What the exercise asks:
Your task is to retype each line of the data below exactly.

(Stored data)

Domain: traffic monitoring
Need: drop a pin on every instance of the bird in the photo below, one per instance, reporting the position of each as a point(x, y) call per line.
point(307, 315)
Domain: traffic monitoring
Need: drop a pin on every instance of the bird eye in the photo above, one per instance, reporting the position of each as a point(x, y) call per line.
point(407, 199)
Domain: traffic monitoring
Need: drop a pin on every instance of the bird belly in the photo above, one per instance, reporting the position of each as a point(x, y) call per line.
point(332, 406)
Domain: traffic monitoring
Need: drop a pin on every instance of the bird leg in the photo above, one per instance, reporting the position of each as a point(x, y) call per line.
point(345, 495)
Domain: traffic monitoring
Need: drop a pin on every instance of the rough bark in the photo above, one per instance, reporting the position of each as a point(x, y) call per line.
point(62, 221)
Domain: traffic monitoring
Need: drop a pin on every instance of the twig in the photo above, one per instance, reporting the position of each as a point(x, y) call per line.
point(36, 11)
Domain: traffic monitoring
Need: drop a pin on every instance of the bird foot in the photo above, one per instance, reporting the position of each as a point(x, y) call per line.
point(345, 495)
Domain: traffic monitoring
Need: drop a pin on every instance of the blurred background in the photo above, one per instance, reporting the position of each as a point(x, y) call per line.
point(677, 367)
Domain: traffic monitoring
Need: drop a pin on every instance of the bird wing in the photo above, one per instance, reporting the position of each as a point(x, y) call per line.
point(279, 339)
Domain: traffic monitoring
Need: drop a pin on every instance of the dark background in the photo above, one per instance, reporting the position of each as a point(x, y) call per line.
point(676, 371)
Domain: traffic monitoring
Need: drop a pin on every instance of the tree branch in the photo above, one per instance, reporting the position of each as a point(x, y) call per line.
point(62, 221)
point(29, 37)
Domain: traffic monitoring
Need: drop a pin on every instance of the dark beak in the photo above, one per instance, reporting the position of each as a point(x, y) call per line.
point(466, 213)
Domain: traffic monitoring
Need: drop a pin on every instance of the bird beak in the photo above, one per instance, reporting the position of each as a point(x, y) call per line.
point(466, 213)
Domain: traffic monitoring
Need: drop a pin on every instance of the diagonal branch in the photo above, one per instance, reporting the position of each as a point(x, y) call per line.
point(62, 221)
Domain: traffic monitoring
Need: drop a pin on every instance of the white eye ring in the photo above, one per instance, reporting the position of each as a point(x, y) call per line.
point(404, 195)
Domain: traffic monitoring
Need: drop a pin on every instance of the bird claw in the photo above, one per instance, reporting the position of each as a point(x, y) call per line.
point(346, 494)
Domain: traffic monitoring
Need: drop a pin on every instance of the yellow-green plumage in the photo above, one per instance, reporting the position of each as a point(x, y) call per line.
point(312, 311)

Solution for this problem:
Domain: traffic monitoring
Need: drop a pin on every instance of the bird in the photo below, one per instance, reporting the position of each as a point(x, y) call per line.
point(307, 315)
Domain: traffic monitoring
Need: drop a pin on every instance of the bird eye in the photo above, one per instance, reporting the position of each as a point(x, y) call per line.
point(407, 199)
Domain: traffic monitoring
Need: drop a pin on every instance of the bird belly in the photo above, one per instance, reporting the position of each as a point(x, y) call per line.
point(332, 406)
Domain: traffic monitoring
Need: drop a pin on every instance of the bird leg in the photo above, one per instance, reporting the position of each as a point(x, y) call per line.
point(345, 495)
Domain: traffic monitoring
Need: drop a pin on every instance of the rough bark in the photo above, one per instance, reporting the position of each as a point(x, y) call per line.
point(62, 221)
Domain: traffic monitoring
Need: drop a pin on every instance of the twig in the photo above, one per instance, reporting the position of each as a point(x, y) call per line.
point(36, 11)
Domain: traffic monitoring
Need: drop a pin on every instance of the bird foot in the photo above, one per instance, reporting the position of each as a point(x, y) call per line.
point(345, 495)
Domain: traffic monitoring
Need: drop a pin on every instance of the blurred background in the photo above, one per instance, reporting the position of each as a point(x, y) call per line.
point(677, 367)
Domain: traffic monitoring
Need: drop a pin on every instance of the bird wing in the photo above, one per instance, reporting the position of each as a point(x, y) call per line.
point(279, 339)
Domain: traffic monitoring
Need: drop a pin on every instance of the dark background in the photo above, one per instance, reporting the position of each as a point(x, y) call per line.
point(676, 371)
Domain: traffic monitoring
Need: drop a pin on every instance of the tree branch in the photo above, one per instance, reporting the position of each as a point(x, y) call per line.
point(62, 221)
point(29, 37)
Domain: traffic monitoring
Need: drop a pin on every instance of the dark beak in the photo above, one per instance, reporting the position of each as a point(x, y) call per line.
point(466, 213)
Domain: traffic monitoring
Need: drop a pin on every instance of the bird beak in the photo above, one per instance, reporting the position of each as a point(x, y) call per line.
point(466, 213)
Domain: traffic monitoring
Need: drop a pin on every instance of the diagonal branch in the photo above, one per instance, reporting the position of each as a point(x, y) call per line.
point(62, 221)
Domain: traffic monitoring
Need: drop a pin on every instance of the white eye ring in the photo above, one per instance, reporting the position of each as a point(x, y) call per line.
point(404, 195)
Domain: traffic monitoring
Need: drop a pin on every instance of the bird claw in the photo above, one per instance, reporting the position of each as a point(x, y) call per line.
point(346, 494)
Domain: traffic monitoring
Need: drop a pin on every instance of the yellow-green plumage in the photo above, one per instance, reporting the position of each as a point(x, y) call per line.
point(312, 311)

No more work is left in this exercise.